- Detection annotation records
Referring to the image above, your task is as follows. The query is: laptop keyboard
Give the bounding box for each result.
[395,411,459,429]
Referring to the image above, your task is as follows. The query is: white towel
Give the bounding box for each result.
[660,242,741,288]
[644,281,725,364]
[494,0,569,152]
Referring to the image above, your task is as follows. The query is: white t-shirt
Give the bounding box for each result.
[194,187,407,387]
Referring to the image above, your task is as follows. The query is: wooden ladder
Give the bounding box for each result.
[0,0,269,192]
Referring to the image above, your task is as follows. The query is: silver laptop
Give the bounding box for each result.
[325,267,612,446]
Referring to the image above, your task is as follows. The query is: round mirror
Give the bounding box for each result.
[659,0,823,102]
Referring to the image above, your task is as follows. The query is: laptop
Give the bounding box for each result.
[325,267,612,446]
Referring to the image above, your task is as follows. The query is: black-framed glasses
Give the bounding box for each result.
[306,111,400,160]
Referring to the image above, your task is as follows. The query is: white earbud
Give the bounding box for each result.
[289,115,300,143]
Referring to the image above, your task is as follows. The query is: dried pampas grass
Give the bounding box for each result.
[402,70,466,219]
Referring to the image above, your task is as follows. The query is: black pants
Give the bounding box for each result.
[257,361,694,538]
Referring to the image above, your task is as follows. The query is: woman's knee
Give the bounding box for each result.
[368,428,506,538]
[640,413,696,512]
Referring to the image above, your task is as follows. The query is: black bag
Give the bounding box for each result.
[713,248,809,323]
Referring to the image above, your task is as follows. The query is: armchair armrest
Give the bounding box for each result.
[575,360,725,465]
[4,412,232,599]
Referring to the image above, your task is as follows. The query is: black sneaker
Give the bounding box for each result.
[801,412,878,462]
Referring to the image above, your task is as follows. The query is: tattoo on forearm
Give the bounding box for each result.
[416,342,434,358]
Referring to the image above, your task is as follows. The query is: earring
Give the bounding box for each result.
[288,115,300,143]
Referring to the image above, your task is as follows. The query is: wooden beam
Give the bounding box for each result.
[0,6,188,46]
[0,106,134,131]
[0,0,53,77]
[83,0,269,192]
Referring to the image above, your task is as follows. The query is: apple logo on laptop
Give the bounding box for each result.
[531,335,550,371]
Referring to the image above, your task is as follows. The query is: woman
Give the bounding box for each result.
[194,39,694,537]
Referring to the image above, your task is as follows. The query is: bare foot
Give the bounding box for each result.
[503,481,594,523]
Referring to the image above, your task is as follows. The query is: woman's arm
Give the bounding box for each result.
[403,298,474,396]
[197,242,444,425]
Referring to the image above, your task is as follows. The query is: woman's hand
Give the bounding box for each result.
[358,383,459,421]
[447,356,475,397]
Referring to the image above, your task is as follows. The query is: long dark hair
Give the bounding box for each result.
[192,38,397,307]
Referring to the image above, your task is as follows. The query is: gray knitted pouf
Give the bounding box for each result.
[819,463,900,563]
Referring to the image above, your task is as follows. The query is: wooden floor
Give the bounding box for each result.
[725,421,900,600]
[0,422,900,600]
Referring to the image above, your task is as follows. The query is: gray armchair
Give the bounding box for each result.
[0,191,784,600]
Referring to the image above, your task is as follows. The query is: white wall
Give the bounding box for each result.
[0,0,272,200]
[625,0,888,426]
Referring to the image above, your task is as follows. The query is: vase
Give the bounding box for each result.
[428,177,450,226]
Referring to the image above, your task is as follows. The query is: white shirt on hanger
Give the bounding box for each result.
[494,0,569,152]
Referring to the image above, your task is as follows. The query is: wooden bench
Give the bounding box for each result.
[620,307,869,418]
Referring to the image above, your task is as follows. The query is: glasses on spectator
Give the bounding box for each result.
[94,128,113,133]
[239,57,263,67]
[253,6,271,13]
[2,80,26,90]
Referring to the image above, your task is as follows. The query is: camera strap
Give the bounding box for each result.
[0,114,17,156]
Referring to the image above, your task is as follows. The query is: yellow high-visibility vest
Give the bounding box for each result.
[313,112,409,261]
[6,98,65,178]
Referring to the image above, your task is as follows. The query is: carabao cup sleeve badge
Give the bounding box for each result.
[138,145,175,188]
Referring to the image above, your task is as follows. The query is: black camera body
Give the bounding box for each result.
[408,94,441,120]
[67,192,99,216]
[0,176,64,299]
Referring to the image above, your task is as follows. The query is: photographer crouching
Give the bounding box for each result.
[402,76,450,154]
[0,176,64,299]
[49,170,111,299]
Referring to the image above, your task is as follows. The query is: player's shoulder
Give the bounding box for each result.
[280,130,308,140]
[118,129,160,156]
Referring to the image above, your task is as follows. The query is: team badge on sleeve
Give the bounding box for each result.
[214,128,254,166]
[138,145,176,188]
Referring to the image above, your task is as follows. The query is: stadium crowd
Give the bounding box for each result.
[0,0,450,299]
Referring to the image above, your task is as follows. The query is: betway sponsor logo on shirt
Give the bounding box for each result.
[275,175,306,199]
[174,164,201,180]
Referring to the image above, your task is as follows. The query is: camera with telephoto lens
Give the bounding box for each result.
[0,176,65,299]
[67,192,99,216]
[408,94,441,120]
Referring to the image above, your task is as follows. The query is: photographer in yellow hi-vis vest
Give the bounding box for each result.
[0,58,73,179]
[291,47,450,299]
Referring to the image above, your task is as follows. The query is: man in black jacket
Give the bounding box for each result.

- Given instruction
Exactly as shown, repeat every record.

- Answer to this problem
Referring to the image above, your task is as follows. The query is: laptop keyboard
Give the bounding box for each result.
[395,411,459,429]
Referring to the image above, your task is as follows. The query is: white towel
Give the bounding box for each result.
[660,242,741,288]
[644,281,725,364]
[494,0,569,152]
Referring to the image above, your task is as follows. The query is: white t-shirt
Give the bounding box for each result.
[194,187,407,387]
Referring to the image above, your task is as follows. The query is: wooden ladder
Give the bounding box for each result.
[0,0,269,192]
Referring to the image above, your task is as follows. The query is: silver laptop
Give the bounding box for each result.
[325,267,612,446]
Referring to the image above, your task is as follows. The query is: round mirror
Give the bounding box for each result.
[659,0,823,102]
Referring to the image above, your task is as follows. The query is: laptop
Give the bounding box for each result.
[325,267,612,446]
Referring to the image above, your task is as follows. The query is: black-framed glasses
Give the bounding box for each result.
[306,111,400,160]
Referring to the image above, your task is as follows. The query is: white earbud
Give the bounding box for each result.
[289,115,300,143]
Referring to the image above, your task is as follows. The query is: dried pampas grass
Give the bounding box for each result.
[402,70,466,219]
Referring to the image above, your task is as follows. The query is: black pants
Give the bounding box for each result.
[257,361,694,538]
Referring to the image above, your task is as follows. The query is: woman's knee
Give the bounding box for each result.
[368,428,506,538]
[640,413,696,512]
Referring to the image above, your task is as follows. The query is: black bag
Give the bounding box for each result.
[713,248,809,323]
Referring to the image above, your task is as follows. The query is: armchair armrest
Give the bounding box for each result.
[575,360,725,465]
[4,412,232,599]
Referring to the image above, your task is as follows. The query is: black sneaker
Give the bounding box for each result.
[801,412,878,462]
Referring to the image above, your task is as follows. The query is: tattoo on forearm
Give the bounding box for each result.
[416,342,434,358]
Referring to the image above, your task is as follows. The query is: earring
Give the bounding box for each result.
[288,115,300,143]
Referring to the image above, your task is as follows. The query is: wooden beam
Give the bounding box for each result.
[0,6,188,46]
[0,106,134,131]
[0,0,53,77]
[83,0,269,192]
Referring to the image above, your task is as follows. The query is: apple logo on laptop
Give the bounding box for each result.
[531,335,550,371]
Referring to the image above, your task is as follows. The query is: woman
Give the bounding box for each result.
[194,39,694,537]
Referring to the image above, your task is as follows. The query is: bare foot
Give the bounding box for each result.
[503,481,594,523]
Referring to the image above, your task is as follows. The query is: woman's arm
Give the bounding box for each result.
[403,298,474,396]
[197,242,444,425]
Referring to the image above, your task is as follows. The query is: woman's hand
Give the bounding box for each result.
[358,383,459,421]
[447,356,475,397]
Referring to the image above, your task is as follows. The query is: long dark hair
Give the bounding box for each result.
[192,38,397,307]
Referring to the image above, your task is as follows. The query is: gray knitted pouf
Give the bounding box for each result.
[819,463,900,563]
Referring to the image above, your task is as follows. The query is: wooden floor
Give the bounding box for each result.
[725,421,900,600]
[0,422,900,600]
Referring to the image above, your task is as follows. The query is: gray armchair
Give the bounding box for each result.
[0,191,784,600]
Referring to the image above, your task is as follows. The query is: white wall
Give the bounding box for each result.
[0,0,272,200]
[625,0,888,426]
Referring to the image above, your task is as follows. The query is: vase
Give the bounding box for each result.
[428,177,450,226]
Referring to the image above, your task is as follows. The query is: white shirt on hanger
Give the bounding box for each result.
[494,0,569,152]
Referring to the image above, your task is as follows. The query is: wooden bench
Give the bounding box for each result.
[620,307,869,418]
Referring to the image above, your task is as follows. The query is: glasses on spectator
Give the bounding box for each result.
[94,128,113,133]
[239,57,263,67]
[253,6,271,13]
[2,80,26,90]
Referring to the image above, your task is as follows. The query is: camera strap
Give the bounding box for each result.
[0,114,17,156]
Referring to the image above, your task is as follows. The query is: yellow high-visibility vest
Give the bounding box for each result.
[313,112,409,261]
[6,98,65,178]
Referring to the image above, your task is as follows. The query is: carabao cup sleeve badge
Give the bounding box for each result.
[138,145,175,188]
Referring to the image above, your task is as follows. The query is: black camera body
Give the bounding box for each result.
[408,94,441,120]
[67,192,99,216]
[0,176,64,299]
Referring to the image above, your task is as follows. The query is: photographer crouching
Give the bounding box for each result.
[402,76,450,154]
[0,176,64,299]
[49,170,111,299]
Referring to the image above, your task is as follows. The query is: player's shoulder
Give the bounding box for each result.
[280,130,308,140]
[118,129,160,156]
Referring to the image above, your task is as follows. The query is: team badge on sleeve
Give the bounding box for each result.
[214,128,254,166]
[138,145,176,188]
Referring to the image above, your task is as follows. The query is: stadium crowd
Give the bounding box for each result.
[0,0,450,299]
Referring to the image above, your task is as follows. The query is: betway sponsor logo on shirt
Give the bounding box for each result.
[275,175,306,199]
[174,164,201,180]
Referring to the image above, your task is as follows. The query is: camera with telephoto lens
Give the bounding box for each result.
[0,176,65,299]
[67,192,99,216]
[408,94,441,120]
Referring to the image above, your task is as follows. The query is: photographer in yellow hi-vis vest
Give the bounding box for each result.
[0,58,73,179]
[291,47,450,299]
Referring to the image above, your task is as follows. The query is: man in black jacket
Give the bounding box for each result.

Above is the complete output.